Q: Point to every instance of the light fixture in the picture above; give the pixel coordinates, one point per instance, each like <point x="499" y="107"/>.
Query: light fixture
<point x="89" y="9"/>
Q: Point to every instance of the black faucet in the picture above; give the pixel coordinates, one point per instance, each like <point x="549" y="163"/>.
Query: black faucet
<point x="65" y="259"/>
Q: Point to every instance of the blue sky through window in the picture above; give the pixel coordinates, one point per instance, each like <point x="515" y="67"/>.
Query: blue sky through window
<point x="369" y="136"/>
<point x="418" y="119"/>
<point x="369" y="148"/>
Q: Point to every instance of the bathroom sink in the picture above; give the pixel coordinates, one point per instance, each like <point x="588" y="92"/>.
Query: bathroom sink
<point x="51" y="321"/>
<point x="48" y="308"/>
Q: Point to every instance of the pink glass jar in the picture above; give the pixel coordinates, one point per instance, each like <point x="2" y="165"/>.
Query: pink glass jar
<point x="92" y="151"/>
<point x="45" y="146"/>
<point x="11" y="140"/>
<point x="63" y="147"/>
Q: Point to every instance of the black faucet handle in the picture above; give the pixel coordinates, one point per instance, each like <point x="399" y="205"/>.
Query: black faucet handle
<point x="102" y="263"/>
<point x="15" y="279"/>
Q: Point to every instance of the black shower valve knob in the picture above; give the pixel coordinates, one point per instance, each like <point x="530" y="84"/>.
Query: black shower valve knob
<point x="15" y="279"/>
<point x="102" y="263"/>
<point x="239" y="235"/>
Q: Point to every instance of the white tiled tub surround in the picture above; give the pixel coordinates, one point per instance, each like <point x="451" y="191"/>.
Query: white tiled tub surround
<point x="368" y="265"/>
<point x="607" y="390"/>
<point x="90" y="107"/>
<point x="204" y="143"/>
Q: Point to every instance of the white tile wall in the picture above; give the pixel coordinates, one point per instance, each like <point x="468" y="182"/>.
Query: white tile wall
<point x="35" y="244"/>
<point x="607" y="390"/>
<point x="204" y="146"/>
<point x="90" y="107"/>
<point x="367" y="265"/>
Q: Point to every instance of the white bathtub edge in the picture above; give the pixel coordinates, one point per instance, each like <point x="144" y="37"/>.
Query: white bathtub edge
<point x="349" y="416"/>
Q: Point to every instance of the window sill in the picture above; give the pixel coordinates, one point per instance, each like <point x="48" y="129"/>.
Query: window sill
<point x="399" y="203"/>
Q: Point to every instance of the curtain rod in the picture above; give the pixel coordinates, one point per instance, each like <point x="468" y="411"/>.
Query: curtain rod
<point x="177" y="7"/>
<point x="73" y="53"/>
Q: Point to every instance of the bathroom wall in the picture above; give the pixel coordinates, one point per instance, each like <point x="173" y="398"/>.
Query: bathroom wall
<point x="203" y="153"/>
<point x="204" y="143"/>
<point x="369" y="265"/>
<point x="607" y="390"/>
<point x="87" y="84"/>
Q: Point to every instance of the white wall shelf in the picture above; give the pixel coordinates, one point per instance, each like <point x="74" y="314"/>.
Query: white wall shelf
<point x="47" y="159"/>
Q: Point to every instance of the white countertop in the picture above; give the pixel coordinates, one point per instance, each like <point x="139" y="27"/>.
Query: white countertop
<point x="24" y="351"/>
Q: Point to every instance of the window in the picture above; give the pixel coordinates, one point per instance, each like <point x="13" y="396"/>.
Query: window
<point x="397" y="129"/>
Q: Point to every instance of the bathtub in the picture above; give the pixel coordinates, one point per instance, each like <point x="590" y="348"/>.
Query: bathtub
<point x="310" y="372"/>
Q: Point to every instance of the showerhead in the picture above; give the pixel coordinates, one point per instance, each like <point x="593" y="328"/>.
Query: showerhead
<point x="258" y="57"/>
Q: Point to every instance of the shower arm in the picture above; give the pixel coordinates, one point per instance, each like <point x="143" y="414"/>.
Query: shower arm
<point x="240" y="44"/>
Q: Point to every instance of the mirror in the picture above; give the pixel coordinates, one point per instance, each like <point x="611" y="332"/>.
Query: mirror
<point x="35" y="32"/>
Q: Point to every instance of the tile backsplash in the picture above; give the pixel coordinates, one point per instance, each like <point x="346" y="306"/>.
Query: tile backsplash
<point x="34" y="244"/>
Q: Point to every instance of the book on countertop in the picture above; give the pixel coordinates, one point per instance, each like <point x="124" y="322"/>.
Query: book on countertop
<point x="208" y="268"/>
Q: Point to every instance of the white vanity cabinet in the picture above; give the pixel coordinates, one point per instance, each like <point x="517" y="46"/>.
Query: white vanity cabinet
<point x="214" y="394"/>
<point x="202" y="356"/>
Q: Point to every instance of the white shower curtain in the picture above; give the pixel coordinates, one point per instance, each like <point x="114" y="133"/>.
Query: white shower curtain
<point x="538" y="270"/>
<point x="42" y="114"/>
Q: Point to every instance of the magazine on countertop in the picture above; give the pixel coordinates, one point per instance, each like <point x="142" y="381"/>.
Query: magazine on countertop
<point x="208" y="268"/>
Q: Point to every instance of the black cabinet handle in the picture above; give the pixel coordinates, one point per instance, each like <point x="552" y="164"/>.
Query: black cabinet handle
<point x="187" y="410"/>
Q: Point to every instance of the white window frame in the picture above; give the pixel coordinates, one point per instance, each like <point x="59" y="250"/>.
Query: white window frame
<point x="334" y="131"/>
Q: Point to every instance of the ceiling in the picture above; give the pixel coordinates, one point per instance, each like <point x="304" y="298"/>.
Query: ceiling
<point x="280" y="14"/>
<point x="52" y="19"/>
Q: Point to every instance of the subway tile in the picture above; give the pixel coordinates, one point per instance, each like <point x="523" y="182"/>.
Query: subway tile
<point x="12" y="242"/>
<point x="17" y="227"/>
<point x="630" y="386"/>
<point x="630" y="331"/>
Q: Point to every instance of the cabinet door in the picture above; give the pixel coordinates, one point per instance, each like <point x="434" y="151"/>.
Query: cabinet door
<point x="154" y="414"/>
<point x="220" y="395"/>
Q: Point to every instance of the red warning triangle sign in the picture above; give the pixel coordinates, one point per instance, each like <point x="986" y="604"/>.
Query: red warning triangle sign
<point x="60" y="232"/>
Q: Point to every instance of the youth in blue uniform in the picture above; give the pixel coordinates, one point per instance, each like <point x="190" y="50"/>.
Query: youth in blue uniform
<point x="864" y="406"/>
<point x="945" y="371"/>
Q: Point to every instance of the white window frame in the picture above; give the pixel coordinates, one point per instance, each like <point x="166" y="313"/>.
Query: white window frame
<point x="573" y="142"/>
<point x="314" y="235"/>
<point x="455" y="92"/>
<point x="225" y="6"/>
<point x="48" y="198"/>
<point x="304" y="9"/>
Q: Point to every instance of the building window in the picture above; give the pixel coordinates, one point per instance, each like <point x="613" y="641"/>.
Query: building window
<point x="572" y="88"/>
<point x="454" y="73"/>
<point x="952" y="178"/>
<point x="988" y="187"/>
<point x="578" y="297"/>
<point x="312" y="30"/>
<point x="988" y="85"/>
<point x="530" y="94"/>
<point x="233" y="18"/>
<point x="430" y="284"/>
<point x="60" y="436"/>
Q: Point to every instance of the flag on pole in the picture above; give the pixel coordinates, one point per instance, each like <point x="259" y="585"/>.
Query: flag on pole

================================

◆ Required action
Copy out, word for word, the part of the entries above that begins at the line with "Q: Point to every instance of the curtain" and ends at the line with "Q: Point to every instance of the bathroom wall", including both.

◆ Solution to this problem
Q: Point to every instance of the curtain rod in the picture above; give the pixel coordinates, one point per instance, each like <point x="468" y="411"/>.
Query: curtain rod
<point x="177" y="7"/>
<point x="73" y="53"/>
Q: Point to every instance of the bathroom wall in the picture above; give the pixel coordinates, one point per instance, each like <point x="173" y="398"/>.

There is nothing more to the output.